__Exercise tasks__:
1/ Transcribe the duck decoy thread from "Was at the thrift" to "ClintW (Jan 22, 2019)".
2/ From the records, pull out every line that contains the string "paved". Matching is case-sensitive.

__Extracted text__:
+ + + +

# A duck that doesn't float..



## ClintW (Jan 21, 2019)

Was at the thrift store this weekend. Found this wooden duck decoy, picked it up and immediately realized what it was. For $10 I would say it's pretty cool. Sinks in water like a rock. About 8" tall.

Reactions: Like 7 | Way Cool 5


----------



## ClintW (Jan 22, 2019)

Close up. Pretty sure it's DI. Or a close relative.

Reactions: Way Cool 1


----------



## barry richardson (Jan 22, 2019)

Looks like DIW to me, nice find! I usually check the thrift stores when I'm there for wood items too, found a zebra wood platter and a cocobolo carving good for a few pen blanks so far....

Reactions: Agree 1 | Way Cool 1


----------



## rocky1 (Jan 22, 2019)

Cool find whatever it is!


----------



## FranklinWorkshops (Jan 22, 2019)

My daughter picked up a 24 x 24 inch carved wood table from a thrift store. The table had been painted several times and looked like crap. We stripped the paint and found the table was West Indies mahogany (the old stuff). Hard and heavy wood with a beautiful grain. Refinishing it turned a $8 dollar table into a $500 masterpiece. 

Thrift stores are like goldmines. There's a lot of rock but occasionally a nugget shows up.

Reactions: Like 2 | Way Cool 2


----------



## DKMD (Jan 22, 2019)

I thought you turned a duck over to figure out if it was a boy or a girl...

Reactions: Funny 2


----------



## rocky1 (Jan 22, 2019)

I found all his relatives on Google! 

hand carved duck desert ironwood

Reactions: Like 1


----------

+ + + +

__Exercise materials__:
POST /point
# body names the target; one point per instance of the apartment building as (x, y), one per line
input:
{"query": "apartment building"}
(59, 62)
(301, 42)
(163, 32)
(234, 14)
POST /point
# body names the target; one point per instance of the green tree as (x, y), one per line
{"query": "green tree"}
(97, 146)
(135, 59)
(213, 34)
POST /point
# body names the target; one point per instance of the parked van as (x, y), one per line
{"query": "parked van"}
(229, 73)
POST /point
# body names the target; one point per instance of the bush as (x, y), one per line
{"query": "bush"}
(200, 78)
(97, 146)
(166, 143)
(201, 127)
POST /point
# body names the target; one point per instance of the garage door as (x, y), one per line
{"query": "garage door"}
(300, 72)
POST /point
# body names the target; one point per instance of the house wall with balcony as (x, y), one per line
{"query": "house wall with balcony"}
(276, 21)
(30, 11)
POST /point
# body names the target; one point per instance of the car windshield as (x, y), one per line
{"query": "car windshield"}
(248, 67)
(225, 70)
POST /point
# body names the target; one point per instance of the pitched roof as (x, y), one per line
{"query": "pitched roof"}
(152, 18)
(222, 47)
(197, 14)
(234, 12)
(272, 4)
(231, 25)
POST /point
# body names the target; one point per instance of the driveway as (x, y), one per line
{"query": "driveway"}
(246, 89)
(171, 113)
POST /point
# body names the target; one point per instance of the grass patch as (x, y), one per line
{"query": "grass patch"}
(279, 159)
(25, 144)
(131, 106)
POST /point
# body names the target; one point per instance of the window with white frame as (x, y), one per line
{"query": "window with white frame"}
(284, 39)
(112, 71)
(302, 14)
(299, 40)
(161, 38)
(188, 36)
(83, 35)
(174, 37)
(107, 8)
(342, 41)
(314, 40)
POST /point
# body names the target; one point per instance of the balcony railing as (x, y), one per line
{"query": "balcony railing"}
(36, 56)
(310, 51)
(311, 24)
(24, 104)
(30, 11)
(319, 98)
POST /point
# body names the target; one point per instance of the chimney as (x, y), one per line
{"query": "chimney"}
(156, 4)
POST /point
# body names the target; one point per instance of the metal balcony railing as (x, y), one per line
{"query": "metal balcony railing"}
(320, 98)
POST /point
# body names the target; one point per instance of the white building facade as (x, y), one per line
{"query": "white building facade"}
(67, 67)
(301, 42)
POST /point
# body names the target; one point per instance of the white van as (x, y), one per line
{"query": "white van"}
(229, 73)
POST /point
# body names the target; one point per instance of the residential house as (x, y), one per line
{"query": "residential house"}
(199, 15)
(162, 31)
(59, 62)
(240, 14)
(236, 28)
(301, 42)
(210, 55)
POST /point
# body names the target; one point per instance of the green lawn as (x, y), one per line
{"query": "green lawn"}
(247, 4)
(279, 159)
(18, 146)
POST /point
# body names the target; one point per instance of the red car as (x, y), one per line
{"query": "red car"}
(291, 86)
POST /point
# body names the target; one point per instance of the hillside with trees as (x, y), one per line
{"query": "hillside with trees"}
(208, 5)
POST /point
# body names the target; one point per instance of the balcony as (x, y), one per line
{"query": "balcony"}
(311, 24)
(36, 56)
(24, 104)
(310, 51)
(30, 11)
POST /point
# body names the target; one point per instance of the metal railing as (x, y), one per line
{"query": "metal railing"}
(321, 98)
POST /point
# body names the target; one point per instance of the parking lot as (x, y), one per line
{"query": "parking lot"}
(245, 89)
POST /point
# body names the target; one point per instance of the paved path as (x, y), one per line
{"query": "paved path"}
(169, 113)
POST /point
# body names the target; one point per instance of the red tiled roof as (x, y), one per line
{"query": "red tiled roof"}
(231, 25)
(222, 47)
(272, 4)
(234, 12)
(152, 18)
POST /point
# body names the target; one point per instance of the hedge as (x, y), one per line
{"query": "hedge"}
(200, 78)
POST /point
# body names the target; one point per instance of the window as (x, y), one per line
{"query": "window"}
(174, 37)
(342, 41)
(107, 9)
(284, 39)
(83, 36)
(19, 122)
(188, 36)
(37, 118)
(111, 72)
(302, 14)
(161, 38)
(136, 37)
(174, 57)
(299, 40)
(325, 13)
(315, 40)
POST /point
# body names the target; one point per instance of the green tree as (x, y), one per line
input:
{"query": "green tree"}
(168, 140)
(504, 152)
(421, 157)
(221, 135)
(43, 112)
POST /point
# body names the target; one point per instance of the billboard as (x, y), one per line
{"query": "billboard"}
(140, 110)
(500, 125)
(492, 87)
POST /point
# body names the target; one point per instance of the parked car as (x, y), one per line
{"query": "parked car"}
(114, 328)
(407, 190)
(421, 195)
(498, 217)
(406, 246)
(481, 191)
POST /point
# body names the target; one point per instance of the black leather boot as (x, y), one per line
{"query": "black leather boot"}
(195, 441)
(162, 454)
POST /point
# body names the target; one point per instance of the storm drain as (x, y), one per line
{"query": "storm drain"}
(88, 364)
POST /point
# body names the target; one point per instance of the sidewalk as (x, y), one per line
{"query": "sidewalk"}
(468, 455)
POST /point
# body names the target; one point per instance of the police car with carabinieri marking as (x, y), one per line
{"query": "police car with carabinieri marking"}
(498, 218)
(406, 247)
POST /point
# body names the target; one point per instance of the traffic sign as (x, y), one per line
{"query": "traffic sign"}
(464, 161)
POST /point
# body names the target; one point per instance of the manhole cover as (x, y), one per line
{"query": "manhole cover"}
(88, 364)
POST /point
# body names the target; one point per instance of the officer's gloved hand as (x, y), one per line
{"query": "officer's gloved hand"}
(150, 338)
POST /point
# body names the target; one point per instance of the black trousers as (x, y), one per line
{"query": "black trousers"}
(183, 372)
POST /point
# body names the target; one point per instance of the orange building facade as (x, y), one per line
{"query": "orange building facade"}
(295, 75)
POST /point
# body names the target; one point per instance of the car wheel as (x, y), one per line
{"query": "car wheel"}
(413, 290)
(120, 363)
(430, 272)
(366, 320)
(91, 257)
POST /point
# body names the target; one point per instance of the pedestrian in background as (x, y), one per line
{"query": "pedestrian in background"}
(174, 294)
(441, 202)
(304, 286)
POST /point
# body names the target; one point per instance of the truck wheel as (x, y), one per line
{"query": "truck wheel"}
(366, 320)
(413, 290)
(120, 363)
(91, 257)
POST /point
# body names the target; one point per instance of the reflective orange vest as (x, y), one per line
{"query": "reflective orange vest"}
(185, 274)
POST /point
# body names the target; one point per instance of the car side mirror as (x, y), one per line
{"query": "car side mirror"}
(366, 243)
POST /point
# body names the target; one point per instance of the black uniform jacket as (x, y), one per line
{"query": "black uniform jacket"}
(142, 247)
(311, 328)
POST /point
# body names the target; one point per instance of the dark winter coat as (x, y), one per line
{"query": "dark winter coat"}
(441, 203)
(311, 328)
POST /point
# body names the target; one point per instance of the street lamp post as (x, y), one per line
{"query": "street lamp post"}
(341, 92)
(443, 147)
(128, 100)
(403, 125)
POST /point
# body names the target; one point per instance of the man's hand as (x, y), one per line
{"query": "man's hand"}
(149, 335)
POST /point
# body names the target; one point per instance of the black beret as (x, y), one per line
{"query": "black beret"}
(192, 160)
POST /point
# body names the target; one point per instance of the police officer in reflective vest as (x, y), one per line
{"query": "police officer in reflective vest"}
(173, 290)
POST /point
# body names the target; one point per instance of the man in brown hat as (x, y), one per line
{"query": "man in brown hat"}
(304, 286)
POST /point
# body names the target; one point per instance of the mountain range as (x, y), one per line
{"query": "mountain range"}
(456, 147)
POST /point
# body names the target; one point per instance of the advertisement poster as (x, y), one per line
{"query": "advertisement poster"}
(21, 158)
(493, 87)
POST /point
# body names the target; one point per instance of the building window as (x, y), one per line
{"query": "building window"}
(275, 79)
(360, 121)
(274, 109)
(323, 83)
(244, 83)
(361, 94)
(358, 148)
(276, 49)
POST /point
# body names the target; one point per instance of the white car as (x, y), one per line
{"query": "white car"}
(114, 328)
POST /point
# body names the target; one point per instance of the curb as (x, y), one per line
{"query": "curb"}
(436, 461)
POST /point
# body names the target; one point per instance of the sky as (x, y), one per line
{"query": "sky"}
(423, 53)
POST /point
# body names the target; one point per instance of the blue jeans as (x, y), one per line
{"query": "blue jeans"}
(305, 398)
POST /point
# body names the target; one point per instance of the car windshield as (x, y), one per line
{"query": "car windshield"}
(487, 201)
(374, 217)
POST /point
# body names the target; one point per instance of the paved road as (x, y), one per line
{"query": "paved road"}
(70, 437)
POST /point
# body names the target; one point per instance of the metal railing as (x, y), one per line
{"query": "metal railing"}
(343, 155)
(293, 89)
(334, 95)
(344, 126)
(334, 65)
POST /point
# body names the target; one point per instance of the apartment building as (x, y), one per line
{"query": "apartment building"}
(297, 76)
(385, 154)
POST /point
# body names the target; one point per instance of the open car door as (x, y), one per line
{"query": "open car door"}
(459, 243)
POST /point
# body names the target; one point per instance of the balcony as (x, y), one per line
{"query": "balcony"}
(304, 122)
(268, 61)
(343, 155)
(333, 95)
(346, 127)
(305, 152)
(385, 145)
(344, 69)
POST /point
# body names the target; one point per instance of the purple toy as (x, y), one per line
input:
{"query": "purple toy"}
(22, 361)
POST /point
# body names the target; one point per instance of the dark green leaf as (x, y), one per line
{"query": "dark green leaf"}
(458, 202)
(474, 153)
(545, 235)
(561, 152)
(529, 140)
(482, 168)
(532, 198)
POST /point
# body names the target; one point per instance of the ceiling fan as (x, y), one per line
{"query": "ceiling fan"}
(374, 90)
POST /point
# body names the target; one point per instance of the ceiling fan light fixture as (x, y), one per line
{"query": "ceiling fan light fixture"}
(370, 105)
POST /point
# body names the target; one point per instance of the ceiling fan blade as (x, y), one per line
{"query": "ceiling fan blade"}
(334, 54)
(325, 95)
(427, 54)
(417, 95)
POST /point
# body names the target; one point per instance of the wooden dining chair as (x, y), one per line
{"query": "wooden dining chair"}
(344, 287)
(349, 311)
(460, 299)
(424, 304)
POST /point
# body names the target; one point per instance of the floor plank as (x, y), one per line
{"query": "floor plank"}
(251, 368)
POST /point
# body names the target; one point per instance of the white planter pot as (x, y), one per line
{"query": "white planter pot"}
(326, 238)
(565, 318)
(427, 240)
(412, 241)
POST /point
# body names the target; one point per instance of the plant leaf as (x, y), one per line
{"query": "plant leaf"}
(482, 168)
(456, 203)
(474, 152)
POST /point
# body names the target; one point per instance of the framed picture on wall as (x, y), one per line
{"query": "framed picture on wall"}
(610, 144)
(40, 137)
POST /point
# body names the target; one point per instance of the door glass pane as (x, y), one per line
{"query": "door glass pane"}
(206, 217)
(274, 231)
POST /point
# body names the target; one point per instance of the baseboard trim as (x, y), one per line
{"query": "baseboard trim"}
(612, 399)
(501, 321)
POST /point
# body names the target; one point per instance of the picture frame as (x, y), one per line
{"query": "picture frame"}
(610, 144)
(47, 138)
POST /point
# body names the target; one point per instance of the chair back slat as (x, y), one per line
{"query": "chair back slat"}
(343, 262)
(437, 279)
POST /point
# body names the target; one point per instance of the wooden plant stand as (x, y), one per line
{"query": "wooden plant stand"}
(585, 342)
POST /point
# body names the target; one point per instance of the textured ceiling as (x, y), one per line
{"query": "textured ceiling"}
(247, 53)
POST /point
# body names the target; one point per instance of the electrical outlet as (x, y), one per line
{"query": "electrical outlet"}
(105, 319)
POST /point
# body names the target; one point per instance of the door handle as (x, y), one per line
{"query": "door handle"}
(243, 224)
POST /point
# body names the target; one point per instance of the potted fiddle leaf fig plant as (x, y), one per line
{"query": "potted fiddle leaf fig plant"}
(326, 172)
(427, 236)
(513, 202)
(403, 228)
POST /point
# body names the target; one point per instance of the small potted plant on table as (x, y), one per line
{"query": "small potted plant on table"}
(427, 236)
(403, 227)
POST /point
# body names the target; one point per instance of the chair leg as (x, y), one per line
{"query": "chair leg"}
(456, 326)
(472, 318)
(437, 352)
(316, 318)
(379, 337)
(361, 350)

+ + + +

__The results__:
1/
Was at the thrift store this weekend. Found this wooden duck decoy, picked it up and immediately realized what it was. For $10 I would say it's pretty cool. Sinks in water like a rock. About 8" tall.

Reactions: Like 7 | Way Cool 5


----------



## ClintW (Jan 22, 2019)

2/
# body names the target; one point per instance of the paved path as (x, y), one per line
{"query": "paved path"}
# body names the target; one point per instance of the paved road as (x, y), one per line
{"query": "paved road"}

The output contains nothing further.